*** Given data Section Begins ***
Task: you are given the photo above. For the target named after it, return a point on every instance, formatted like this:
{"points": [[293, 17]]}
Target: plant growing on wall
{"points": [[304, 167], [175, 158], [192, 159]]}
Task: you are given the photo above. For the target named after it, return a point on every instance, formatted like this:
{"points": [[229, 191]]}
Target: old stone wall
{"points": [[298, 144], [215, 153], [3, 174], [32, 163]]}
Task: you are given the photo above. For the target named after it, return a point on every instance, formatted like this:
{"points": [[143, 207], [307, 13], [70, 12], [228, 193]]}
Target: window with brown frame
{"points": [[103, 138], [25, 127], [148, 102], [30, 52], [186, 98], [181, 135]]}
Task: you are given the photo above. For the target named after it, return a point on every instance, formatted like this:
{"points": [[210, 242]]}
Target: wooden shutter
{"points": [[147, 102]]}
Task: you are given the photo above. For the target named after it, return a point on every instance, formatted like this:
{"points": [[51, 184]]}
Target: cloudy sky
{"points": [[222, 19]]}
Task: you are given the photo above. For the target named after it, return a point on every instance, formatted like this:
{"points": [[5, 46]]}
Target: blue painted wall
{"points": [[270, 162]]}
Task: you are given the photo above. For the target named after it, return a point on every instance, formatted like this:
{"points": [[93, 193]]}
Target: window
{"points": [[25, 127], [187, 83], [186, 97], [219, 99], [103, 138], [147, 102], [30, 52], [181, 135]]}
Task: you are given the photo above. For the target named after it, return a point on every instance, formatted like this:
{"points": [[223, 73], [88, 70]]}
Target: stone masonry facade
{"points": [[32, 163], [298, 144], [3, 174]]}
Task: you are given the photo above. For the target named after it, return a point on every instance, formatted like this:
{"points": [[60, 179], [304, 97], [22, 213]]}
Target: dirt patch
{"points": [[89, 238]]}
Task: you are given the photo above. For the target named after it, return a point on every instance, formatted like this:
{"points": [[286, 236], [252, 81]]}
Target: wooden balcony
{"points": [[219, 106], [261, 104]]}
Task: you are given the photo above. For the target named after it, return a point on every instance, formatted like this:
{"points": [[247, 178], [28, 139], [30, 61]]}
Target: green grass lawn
*** Given data Section Ends ***
== What you are asked to do ==
Output every record in full, exactly as it was given.

== Answer box ==
Task: you are given the photo above. For the target named after it, return a point on every instance, formatted like this:
{"points": [[293, 17]]}
Target: plant growing on wall
{"points": [[304, 167], [175, 158], [192, 159]]}
Task: you are given the photo above. For the target named after it, return a point on every instance, formatted like this:
{"points": [[229, 191]]}
Target: old stone wall
{"points": [[298, 144], [215, 153], [3, 174], [32, 163]]}
Task: you are given the photo above. For the target named after it, return a point on every instance, formatted like this:
{"points": [[143, 207], [307, 13], [70, 12], [228, 193]]}
Target: window with brown frame
{"points": [[103, 138], [25, 127], [148, 102], [30, 52], [186, 98], [181, 135]]}
Task: you are given the photo above. For the target named after it, return a point on every instance, formatted like this:
{"points": [[210, 242]]}
Target: wooden shutter
{"points": [[147, 102]]}
Task: you are given the photo above. For the target named after it, return a point on every instance, formatted like this:
{"points": [[51, 184]]}
Target: cloudy sky
{"points": [[222, 19]]}
Task: you are given the photo above. For the target named after it, return a point on every instance, formatted like this:
{"points": [[5, 46]]}
Target: blue painted wall
{"points": [[270, 162]]}
Task: you are given the photo above. For the target named after it, return a point on every instance, formatted like this:
{"points": [[93, 193]]}
Target: window
{"points": [[25, 127], [187, 83], [186, 97], [219, 99], [103, 138], [147, 102], [30, 52], [181, 135]]}
Task: you are given the photo above. For the target named after it, return a point on every instance, formatted like this:
{"points": [[223, 73], [88, 70]]}
Target: stone masonry facade
{"points": [[32, 163], [298, 144], [3, 174]]}
Task: you are given the photo above. For the target named after it, return a point on every instance, formatted like this:
{"points": [[60, 179], [304, 97], [22, 213]]}
Target: dirt patch
{"points": [[89, 238]]}
Task: you are given the photo above. For the target named after it, return a point on every instance, formatted like this:
{"points": [[286, 236], [252, 81]]}
Target: wooden balcony
{"points": [[219, 106], [261, 104]]}
Task: you are given the photo above. For the target named after it, return a point on every instance, formatted like this:
{"points": [[247, 178], [28, 139], [30, 61]]}
Target: green grass lawn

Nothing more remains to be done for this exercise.